▶ _Instructions for the task_:
Check each line of the records for "empty"; collect those that have it.

▶ _Records for processing_:
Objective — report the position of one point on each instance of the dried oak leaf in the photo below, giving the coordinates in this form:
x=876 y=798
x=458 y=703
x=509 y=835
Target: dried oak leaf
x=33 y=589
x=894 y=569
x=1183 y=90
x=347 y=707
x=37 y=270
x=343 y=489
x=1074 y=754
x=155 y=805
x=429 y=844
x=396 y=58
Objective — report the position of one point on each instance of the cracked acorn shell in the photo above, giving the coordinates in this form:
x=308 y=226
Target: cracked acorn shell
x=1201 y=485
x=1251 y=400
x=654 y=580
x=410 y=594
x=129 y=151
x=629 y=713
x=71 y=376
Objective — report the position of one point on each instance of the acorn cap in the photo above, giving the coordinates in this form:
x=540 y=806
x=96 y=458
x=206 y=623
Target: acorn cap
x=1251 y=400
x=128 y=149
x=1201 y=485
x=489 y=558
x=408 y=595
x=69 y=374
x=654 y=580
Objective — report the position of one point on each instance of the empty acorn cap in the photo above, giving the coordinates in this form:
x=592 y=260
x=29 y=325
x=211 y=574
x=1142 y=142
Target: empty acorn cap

▶ _Completed task_:
Objective — report the position of one point on each instance of the empty acorn cap in the photo above, giving the coordinates in this form:
Target: empty acorn cap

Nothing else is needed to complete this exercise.